-- start Source text --

All of this stuff applies to transactions of either art or stocks, people act emotionally and irrationally and there is no way to save them from this. If the art market is "regulated" it is not going to make the art market "safer."

What is "good" or fashionable, will always remain an opinion. Value may be inferred from past sales history but it is also subject to the irrational actions of the players and changes in market conditions.

I think the audience response is not particularly meaningful and I would not use it as a argument to initiate some form of regulation on the art market. What might have been more interesting would have been a direct discussion of what ethical questions need to be addressed and changed by agreement

2/12/2009 07:25:00 PM  
Blogger zipthwung said...

I don't think ANY of these panelists are the best people to be listening to when it comes to ethics.

Just my opinion.

But yeah, the question is framed badly, which obfuscates the real questions.

Indeed all this writing has done the same by perpetuating the misunderstandings rather than reframing the argument.

2/12/2009 07:41:00 PM  
Blogger The Reader said...

Perhaps there's a more general problem with the debate format. As a kind of exchange that rarely allows for qualified agreement it is difficult to imagine how such a format might produce anything other than a series of polarized views from the participants.

The larger point being that there is a complexity to most issues which is very difficult to access if you ask people to agree or disagree with a simple proposition. I think artists, and the art world more generally, could learn a lot from the ways that commerce and knowledge are structured in other sectors of society but that kind of info is probably not going to come out of a debate.

2/12/2009 11:18:00 PM  
Anonymous Anonymous said...

I'm gonna have to disagree with Ed on this one. Ethics doesn't derive from the rules of a profession, per se. It has become associated with markets and professionalism, but ethics is really something we learn from cultural mores. It should be rooted in our basic respect for other human beings, and then extend to our business transactions and professional codes. So to say that ethics doesn't apply to the art world or the art market is putting the cart before the horse.

2/13/2009 10:01:00 AM  
Blogger Edward_ said...

Well, we're gonna have to agree to disagree then. I see it in the reverse. "Ethics" are specific to certain industries/contexts. Let's look at it from a large scale and then more detailed perspective.

-- end Source text --

* **What this exercise asks**:
[A] How would you render this sentence from the comment thread in Spanish: "Perhaps there's a more general problem with the debate format."
[B] Can you return the stretch of the comment thread from "2/12/2009 07:25:00 PM" through "the real questions.", copied word for word?
Draw every answer from the comment thread alone.

-- start Data block --

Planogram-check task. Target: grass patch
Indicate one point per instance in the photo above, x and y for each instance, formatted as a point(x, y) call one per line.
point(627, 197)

-- end Data block --

* **Full answers**:
[A] Quizás haya un problema más general con el formato de debate.

[B]
2/12/2009 07:25:00 PM  
Blogger zipthwung said...

I don't think ANY of these panelists are the best people to be listening to when it comes to ethics.

Just my opinion.

But yeah, the question is framed badly, which obfuscates the real questions.